WRITTEN TASK:
Please print the listing below line for line, changing nothing.

MATERIAL FOR THE TASK:
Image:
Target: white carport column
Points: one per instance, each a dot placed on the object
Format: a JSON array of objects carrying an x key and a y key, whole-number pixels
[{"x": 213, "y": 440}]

RESULT FOR THIS TASK:
Image:
Target: white carport column
Points: one per instance, each a dot placed on the object
Format: a JSON array of objects carrying an x key and a y key, whole-number pixels
[{"x": 213, "y": 440}]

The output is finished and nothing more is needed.